◆ **Problem details**: Write out the listing in full, matching it word for word.

◆ **Records**:
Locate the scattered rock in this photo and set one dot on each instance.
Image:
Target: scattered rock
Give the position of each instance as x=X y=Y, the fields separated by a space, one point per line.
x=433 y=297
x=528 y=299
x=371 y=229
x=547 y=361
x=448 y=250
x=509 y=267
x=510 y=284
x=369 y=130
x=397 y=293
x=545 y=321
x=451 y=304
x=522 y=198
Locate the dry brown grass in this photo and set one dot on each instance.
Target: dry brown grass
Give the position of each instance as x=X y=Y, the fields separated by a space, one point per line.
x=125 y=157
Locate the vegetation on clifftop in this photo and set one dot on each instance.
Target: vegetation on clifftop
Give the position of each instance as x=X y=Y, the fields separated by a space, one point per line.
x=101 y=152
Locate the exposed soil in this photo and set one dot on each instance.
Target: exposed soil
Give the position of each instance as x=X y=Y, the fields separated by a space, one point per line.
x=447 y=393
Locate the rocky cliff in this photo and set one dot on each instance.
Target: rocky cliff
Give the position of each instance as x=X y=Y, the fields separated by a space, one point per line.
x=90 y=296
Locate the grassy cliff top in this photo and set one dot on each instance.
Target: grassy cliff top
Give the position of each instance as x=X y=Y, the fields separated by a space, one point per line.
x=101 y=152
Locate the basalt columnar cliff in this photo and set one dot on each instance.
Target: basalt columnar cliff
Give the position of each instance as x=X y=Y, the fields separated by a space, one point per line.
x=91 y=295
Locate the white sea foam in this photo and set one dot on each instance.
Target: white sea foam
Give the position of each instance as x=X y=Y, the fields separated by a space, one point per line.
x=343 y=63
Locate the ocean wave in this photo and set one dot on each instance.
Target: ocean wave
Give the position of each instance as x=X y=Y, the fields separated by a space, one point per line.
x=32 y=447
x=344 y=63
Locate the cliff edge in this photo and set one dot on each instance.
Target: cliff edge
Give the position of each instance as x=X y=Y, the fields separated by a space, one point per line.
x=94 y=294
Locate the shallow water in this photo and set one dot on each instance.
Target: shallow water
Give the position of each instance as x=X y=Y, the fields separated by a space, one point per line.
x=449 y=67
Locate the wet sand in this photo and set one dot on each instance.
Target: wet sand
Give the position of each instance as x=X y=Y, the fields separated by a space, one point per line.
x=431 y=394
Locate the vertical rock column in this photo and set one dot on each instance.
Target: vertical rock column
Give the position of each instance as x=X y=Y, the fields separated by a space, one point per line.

◆ **Output for this exercise**:
Locate the scattered rock in this photo and set one dot on each instance.
Image:
Target: scattered rock
Give the position of each instance as x=X y=Y, the fields separated by a space, one point per line.
x=433 y=297
x=528 y=299
x=371 y=229
x=547 y=361
x=448 y=250
x=509 y=267
x=510 y=284
x=369 y=130
x=397 y=293
x=545 y=321
x=451 y=304
x=522 y=198
Locate the dry brown grass in this photo and set one dot on each instance.
Target: dry brown grass
Give the position of each instance as x=X y=Y, the fields separated by a space, one point per line.
x=125 y=157
Locate the vegetation on clifftop in this photo and set one dot on each instance.
Target: vegetation on clifftop
Give the position of each instance as x=X y=Y, the fields separated by a space, one point per line.
x=101 y=152
Locate the exposed soil in this photo and set one dot on each instance.
Target: exposed soil
Give the position of each instance as x=X y=Y, the fields separated by a space, one point per line.
x=447 y=393
Locate the rocky cliff in this photo and set one dot on each instance.
Target: rocky cliff
Give the position of each instance as x=X y=Y, the fields separated by a space, one point per line.
x=90 y=296
Locate the grassy cliff top in this photo and set one dot on each instance.
Target: grassy cliff top
Give the position of each instance as x=X y=Y, the fields separated by a space, one point per line.
x=101 y=152
Locate the basalt columnar cliff in this photo and set one dot on each instance.
Target: basalt columnar cliff
Give the position of each instance as x=X y=Y, the fields separated by a space, one point per line.
x=91 y=295
Locate the white sea foam in this photo and set one dot on each instance.
Target: white sea foam
Give the position of each instance as x=X y=Y, the fields separated by a space, one point per line.
x=343 y=63
Locate the ocean wave in this photo and set one dot on each instance.
Target: ocean wave
Give the position of each instance as x=X y=Y, the fields separated by a space, one point per line.
x=32 y=447
x=344 y=63
Locate the cliff edge in this photo and set one dot on each instance.
Target: cliff edge
Give the position of each instance as x=X y=Y, the fields separated by a space, one point per line.
x=94 y=294
Locate the shallow water in this photo and set one dot on each instance.
Target: shallow water
Give the position of each instance as x=X y=Y, the fields separated by a space, one point per line.
x=449 y=67
Locate the wet sand in this photo and set one dot on each instance.
Target: wet sand
Give the position of each instance as x=X y=Y, the fields separated by a space, one point per line.
x=431 y=394
Locate the vertical rock column in this photo and set one dot on each instance.
Target: vertical rock column
Give the position of each instance as x=X y=Y, the fields separated by a space, one point per line.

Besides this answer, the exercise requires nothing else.